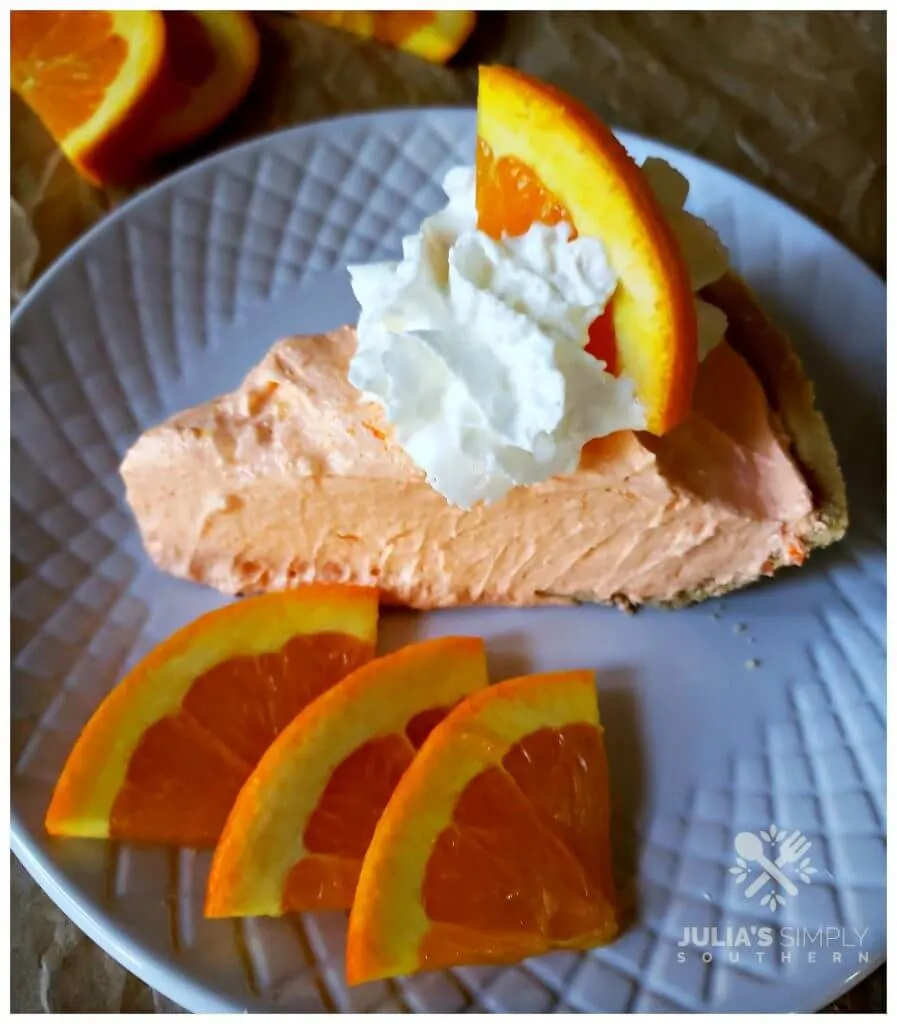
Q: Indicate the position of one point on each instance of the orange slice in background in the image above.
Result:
(434, 35)
(299, 829)
(543, 157)
(211, 57)
(85, 74)
(496, 843)
(165, 755)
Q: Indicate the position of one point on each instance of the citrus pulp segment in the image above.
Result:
(495, 845)
(301, 824)
(210, 59)
(85, 73)
(166, 753)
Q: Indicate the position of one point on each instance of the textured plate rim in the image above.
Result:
(162, 974)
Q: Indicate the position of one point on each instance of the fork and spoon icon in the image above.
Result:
(792, 848)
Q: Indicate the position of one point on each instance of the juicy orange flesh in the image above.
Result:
(510, 198)
(62, 62)
(525, 863)
(342, 824)
(184, 775)
(392, 27)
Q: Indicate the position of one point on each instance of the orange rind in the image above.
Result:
(211, 57)
(434, 35)
(495, 845)
(85, 74)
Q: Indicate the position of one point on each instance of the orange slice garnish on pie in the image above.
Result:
(543, 157)
(301, 824)
(85, 74)
(165, 755)
(496, 843)
(434, 35)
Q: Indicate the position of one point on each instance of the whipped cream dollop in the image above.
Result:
(475, 348)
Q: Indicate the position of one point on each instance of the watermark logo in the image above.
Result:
(780, 860)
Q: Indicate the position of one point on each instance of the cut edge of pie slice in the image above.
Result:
(495, 845)
(299, 828)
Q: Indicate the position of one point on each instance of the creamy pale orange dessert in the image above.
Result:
(531, 414)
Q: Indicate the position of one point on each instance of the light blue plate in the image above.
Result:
(767, 709)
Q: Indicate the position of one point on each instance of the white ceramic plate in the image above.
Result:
(767, 709)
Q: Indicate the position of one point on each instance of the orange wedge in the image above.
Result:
(298, 832)
(211, 57)
(434, 35)
(495, 845)
(542, 157)
(165, 755)
(85, 74)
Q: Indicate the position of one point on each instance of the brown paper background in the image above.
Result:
(792, 101)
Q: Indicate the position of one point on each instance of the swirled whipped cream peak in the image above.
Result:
(476, 348)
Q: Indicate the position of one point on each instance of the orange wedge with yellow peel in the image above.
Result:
(495, 845)
(165, 755)
(85, 74)
(434, 35)
(299, 829)
(211, 57)
(543, 157)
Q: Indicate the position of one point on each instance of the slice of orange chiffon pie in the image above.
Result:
(560, 393)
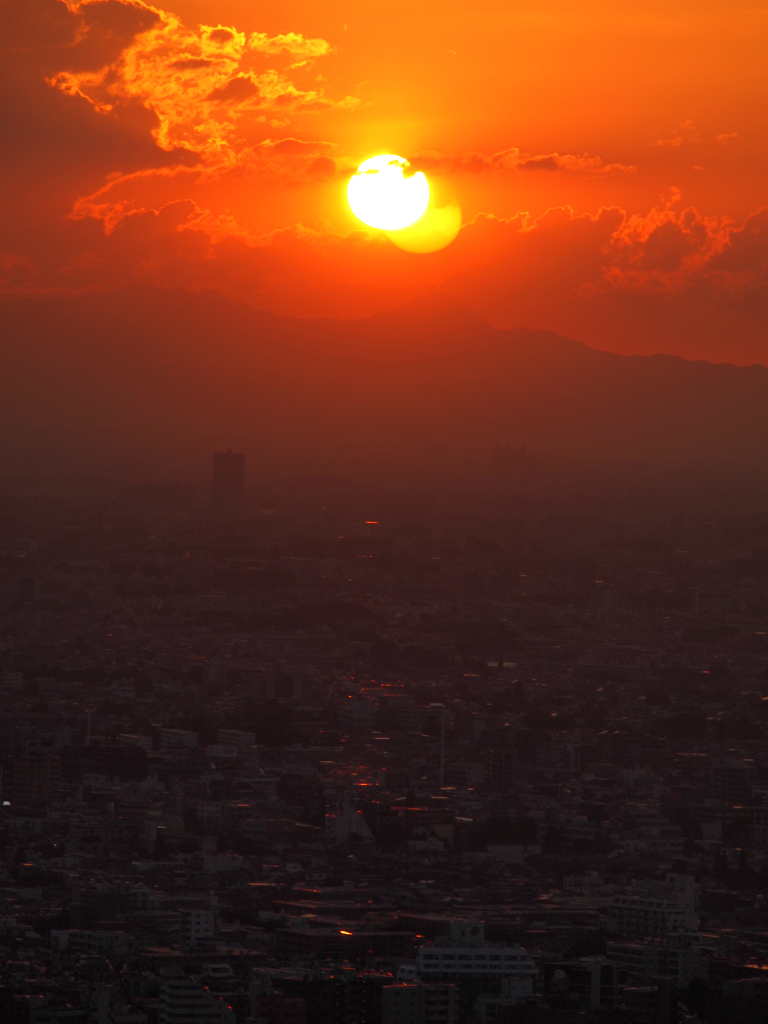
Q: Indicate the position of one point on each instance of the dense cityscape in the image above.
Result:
(366, 757)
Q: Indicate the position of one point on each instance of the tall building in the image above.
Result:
(228, 481)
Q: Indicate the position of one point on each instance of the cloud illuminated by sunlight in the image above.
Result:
(202, 84)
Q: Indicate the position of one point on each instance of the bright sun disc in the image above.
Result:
(382, 197)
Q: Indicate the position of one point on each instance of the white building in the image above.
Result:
(183, 1000)
(466, 952)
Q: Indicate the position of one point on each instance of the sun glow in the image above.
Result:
(381, 196)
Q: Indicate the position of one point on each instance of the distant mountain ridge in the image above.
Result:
(143, 370)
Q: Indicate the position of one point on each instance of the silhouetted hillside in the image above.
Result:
(143, 373)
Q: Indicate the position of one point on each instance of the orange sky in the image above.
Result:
(609, 163)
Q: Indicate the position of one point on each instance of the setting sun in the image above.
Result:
(381, 196)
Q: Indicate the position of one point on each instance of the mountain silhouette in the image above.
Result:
(152, 374)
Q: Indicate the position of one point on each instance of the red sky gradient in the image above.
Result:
(609, 159)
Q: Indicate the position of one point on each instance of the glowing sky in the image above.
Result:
(609, 160)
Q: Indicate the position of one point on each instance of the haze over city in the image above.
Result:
(383, 512)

▶ _Required work_: From the first line to the last, copy the records above exactly and drop any pictures.

▶ _Result for this exercise_:
Q: Indicate the position of one point on each instance of the orange slice in background in the image above.
Result:
(434, 35)
(299, 829)
(543, 157)
(211, 57)
(85, 74)
(496, 843)
(165, 755)
Q: Indicate the position of one point on each instance of the citrus pulp segment in the image above.
Result:
(495, 845)
(301, 824)
(210, 59)
(85, 73)
(166, 753)
Q: Indicate the position of one point on each instance of the textured plate rim in the image above.
Result:
(162, 974)
Q: Indicate the position of one point on each instance of the fork and spoon icon in the image above.
Result:
(792, 848)
Q: Indicate the position of one point on each instance of the juicy orange flesh in the image above.
Result:
(510, 198)
(62, 62)
(525, 863)
(342, 824)
(184, 775)
(392, 27)
Q: Indicate the position of one point on each instance of the orange rind in the image above.
Result:
(211, 57)
(434, 35)
(495, 845)
(85, 74)
Q: Indicate the position of one point on each instance of the orange slice garnish on pie in the image above.
Result:
(543, 157)
(301, 824)
(85, 74)
(165, 755)
(496, 843)
(434, 35)
Q: Indicate the position of one point on each instance of the whipped cream dollop in the image above.
Result:
(475, 348)
Q: Indicate the position of one point on each instance of the watermark logo in the image above.
Result:
(780, 860)
Q: Indicate the position of one point on each instance of the cut edge of pie slice in the image above.
Result:
(495, 845)
(299, 828)
Q: Indicate the position of one point on each instance of the creamy pale orange dessert in the image above.
Result:
(531, 414)
Q: Indicate the position of one point on each instance of the light blue plate in the image above.
Result:
(767, 709)
Q: Indicate the position of one point on each instance of the white ceramic plate in the image above.
Result:
(767, 709)
Q: Indicate the position of one point on each instance of the orange wedge in the image above.
Result:
(298, 832)
(211, 57)
(434, 35)
(495, 845)
(542, 157)
(165, 755)
(85, 74)
Q: Indicate the position of one point on each instance of the brown paper background in the image above.
Result:
(792, 101)
Q: Indicate the position of one point on each instance of the swirled whipped cream peak in the image above.
Result:
(476, 348)
Q: Indicate the position of one point on each instance of the orange wedge with yellow peel in the image above.
Result:
(495, 845)
(165, 755)
(85, 74)
(434, 35)
(299, 829)
(211, 57)
(543, 157)
Q: Indicate the position of one point on each instance of the slice of orange chiffon pie in the image above.
Result:
(560, 393)
Q: Indicate the position of one point on each instance of the dense cityscape in the image above.
Result:
(366, 757)
Q: Indicate the position of one point on each instance of the tall building in the image above.
Result:
(228, 481)
Q: Indicate the position of one point on each instance of the cloud illuminated by sunlight in the image above.
Result:
(202, 84)
Q: Indicate the position of one point on each instance of the bright sun disc in the image above.
Result:
(382, 197)
Q: Indicate the position of one point on each instance of the white building in the image above.
Result:
(183, 1000)
(466, 952)
Q: Indicate the position of one point on each instance of the sun glow in the image above.
Result:
(381, 196)
Q: Indicate the position of one point on each instance of the distant mountain ridge in the image above.
Result:
(143, 370)
Q: Indicate the position of one point on each instance of the silhouetted hillside in the image above.
Result:
(143, 373)
Q: Indicate the position of one point on each instance of the orange sky in the image above.
Result:
(609, 163)
Q: Indicate the position of one point on each instance of the setting sun in the image above.
Result:
(381, 196)
Q: Indicate the position of one point on each instance of the mountain silhouette in the image above.
Result:
(152, 374)
Q: Indicate the position of one point on each instance of the red sky gradient in the image above.
Result:
(609, 159)
Q: Indicate the position of one point on each instance of the glowing sky in the image above.
Result:
(609, 160)
Q: Indicate the position of one point on each instance of the haze over city in the image above.
Result:
(383, 512)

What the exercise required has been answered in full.